=== PROMPT A ===
Copy, word for word, everything in the gambling addiction text from "Gambling and the" down to "try to quit.".
=== PROMPT B ===
According to the text on gambling addiction, what range does the average debt accumulated by an addict fall into?

=== EXTRACT ===
- Opening Delimiter -

Unlike gamblers who play their favorite games to have fun and win, addicted gamblers never know when they should stop. As they play they are compelled to try to recover their losses. In most cases, the person who loses more than they expected usually feels terrible and tries to recover the losses by placing higher wagers. And this leads to losing more money. This cycle can harm an individual’s financial, physical, and emotional health.
Gambling and the brain
Studies have shown that gambling addiction involves the release of dopamine in the brain. Addictive substances affect the reward system of the brain and stimulate the release of this hormone by ten times more than the usual amount. Gambling addicts will place high and risky wagers to experience the joy of receiving the large amounts of money they once received. Further, people who suffer from compulsive gambling usually suffer the symptoms of withdrawal when they try to quit.
Effects of gambling addiction
One of the most common effects of gambling addiction is the huge debt that an individual accumulates over time. Studies show that the average debt that an addict accumulates ranges between $40000 to $70000. Gambling addicts also lose their jobs because they end up neglecting their duties or missing work to gamble. Most gamblers will resort to fraud or theft to fund their gambling activities. Those who will have a hard time paying their debts will be forced to declare themselves bankrupt.

- Closing Delimiter -

=== EXTRACTED DATA ===

- Opening Delimiter -

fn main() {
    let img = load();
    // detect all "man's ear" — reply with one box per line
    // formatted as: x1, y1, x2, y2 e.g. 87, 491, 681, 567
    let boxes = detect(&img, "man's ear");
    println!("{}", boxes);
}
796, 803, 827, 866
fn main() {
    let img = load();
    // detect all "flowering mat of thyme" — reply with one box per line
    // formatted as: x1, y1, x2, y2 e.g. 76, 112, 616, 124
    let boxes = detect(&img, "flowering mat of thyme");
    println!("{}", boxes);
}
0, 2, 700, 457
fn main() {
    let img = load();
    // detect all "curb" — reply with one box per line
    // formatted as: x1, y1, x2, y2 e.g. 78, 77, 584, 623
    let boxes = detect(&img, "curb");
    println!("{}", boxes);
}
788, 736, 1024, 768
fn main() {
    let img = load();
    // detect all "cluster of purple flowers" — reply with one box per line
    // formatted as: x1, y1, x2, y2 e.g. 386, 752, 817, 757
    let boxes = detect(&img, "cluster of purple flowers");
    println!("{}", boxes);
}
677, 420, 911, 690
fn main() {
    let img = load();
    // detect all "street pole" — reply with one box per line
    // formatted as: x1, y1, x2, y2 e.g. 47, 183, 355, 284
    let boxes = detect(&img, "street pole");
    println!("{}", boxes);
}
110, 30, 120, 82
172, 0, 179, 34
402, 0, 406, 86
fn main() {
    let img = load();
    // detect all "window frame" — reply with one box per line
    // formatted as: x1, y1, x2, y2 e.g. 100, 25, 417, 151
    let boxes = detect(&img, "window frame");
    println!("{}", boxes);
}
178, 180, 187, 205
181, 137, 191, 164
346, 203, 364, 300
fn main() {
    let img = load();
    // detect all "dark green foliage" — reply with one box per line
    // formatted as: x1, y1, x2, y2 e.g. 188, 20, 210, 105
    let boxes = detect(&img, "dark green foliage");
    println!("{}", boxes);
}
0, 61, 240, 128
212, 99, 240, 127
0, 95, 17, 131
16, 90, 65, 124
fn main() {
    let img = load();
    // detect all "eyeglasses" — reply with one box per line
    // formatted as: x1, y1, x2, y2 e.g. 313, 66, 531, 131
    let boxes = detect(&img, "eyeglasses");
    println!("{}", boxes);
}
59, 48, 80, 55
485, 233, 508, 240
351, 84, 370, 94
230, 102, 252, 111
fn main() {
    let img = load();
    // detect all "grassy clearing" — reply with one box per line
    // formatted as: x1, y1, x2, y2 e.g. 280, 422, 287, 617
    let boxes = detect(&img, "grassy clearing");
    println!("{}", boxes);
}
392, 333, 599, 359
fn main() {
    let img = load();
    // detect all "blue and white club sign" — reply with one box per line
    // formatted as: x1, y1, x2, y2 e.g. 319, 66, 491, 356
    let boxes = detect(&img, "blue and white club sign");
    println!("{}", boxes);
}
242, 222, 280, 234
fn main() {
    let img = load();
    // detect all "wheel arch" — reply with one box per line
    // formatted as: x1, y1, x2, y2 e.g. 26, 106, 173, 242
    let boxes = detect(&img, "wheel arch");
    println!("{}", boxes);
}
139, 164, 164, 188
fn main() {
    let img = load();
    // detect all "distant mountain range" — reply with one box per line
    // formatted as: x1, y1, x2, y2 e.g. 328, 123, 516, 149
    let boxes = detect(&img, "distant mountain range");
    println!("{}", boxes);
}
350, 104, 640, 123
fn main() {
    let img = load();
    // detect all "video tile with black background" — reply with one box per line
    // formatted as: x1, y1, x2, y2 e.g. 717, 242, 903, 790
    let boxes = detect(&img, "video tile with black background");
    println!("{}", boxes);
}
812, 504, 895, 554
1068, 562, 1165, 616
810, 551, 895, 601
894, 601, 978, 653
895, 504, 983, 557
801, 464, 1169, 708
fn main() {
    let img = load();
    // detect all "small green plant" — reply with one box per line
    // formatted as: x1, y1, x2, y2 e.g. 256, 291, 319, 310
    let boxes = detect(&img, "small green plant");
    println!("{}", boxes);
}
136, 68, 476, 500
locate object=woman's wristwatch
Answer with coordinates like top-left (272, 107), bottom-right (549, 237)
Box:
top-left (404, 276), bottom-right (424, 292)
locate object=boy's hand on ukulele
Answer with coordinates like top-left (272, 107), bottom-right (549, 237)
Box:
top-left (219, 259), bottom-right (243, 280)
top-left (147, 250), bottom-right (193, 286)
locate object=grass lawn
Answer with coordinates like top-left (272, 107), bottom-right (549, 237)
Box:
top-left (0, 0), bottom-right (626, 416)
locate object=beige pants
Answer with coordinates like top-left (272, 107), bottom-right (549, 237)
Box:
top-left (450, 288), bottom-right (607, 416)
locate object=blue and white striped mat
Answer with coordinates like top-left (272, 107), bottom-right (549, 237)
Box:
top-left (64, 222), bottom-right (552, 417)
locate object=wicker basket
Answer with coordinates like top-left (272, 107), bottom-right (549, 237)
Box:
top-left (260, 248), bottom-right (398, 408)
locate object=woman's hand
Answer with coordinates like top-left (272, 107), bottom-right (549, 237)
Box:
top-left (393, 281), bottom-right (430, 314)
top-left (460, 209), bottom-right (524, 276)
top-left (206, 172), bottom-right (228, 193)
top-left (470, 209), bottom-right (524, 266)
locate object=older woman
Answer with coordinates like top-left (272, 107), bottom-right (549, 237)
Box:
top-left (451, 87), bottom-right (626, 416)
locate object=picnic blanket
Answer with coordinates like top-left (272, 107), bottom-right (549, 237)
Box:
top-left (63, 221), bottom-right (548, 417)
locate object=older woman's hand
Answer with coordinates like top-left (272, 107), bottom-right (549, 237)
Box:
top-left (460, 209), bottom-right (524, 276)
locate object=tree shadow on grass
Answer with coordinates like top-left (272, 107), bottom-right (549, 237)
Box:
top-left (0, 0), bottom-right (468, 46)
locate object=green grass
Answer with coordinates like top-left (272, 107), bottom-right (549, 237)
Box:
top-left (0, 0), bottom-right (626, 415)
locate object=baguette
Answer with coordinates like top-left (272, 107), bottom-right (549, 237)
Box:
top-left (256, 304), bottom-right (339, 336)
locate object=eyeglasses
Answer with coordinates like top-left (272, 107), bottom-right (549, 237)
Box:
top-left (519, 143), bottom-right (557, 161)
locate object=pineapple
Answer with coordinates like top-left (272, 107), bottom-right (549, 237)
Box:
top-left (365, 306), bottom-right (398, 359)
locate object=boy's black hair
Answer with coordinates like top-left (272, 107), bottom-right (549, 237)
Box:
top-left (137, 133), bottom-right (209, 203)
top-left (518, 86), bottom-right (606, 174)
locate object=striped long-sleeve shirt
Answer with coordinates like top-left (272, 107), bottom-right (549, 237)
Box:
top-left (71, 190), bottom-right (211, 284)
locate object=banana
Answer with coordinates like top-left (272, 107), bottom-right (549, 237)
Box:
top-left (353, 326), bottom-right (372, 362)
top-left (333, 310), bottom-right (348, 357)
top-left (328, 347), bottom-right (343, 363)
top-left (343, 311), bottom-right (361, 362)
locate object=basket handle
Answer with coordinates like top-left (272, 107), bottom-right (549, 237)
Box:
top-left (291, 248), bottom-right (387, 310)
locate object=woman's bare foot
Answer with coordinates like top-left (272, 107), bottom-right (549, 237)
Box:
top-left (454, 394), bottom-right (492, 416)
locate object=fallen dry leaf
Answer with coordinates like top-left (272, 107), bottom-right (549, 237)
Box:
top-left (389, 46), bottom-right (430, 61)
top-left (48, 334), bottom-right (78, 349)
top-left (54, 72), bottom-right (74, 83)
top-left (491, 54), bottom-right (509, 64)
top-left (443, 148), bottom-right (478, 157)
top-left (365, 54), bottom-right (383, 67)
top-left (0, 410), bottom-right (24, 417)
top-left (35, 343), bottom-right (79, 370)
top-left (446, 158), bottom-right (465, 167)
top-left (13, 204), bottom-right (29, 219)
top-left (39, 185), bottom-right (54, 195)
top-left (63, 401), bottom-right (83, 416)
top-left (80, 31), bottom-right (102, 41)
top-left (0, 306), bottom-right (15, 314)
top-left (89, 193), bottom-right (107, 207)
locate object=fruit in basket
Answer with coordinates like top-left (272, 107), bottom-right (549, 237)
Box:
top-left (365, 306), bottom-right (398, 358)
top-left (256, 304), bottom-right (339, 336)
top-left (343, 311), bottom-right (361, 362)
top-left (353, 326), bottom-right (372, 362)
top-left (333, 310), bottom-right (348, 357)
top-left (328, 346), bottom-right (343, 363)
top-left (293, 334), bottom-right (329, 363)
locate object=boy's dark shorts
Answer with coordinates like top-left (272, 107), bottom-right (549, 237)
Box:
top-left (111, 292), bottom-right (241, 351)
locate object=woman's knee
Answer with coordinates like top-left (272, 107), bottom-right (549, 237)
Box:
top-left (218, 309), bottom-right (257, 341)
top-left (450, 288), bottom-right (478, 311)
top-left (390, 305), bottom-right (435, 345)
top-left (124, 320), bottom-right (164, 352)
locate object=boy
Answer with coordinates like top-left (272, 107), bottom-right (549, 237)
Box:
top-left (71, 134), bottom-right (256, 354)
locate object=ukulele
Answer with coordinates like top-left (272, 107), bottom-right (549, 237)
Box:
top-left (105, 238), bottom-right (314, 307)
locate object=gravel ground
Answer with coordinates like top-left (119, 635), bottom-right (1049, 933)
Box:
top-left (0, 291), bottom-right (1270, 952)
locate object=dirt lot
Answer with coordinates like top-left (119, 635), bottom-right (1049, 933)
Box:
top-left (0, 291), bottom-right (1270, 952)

- Closing Delimiter -

=== TASK OUTPUT A ===
Gambling and the brain
Studies have shown that gambling addiction involves the release of dopamine in the brain. Addictive substances affect the reward system of the brain and stimulate the release of this hormone by ten times more than the usual amount. Gambling addicts will place high and risky wagers to experience the joy of receiving the large amounts of money they once received. Further, people who suffer from compulsive gambling usually suffer the symptoms of withdrawal when they try to quit.

=== TASK OUTPUT B ===
Between $40000 and $70000.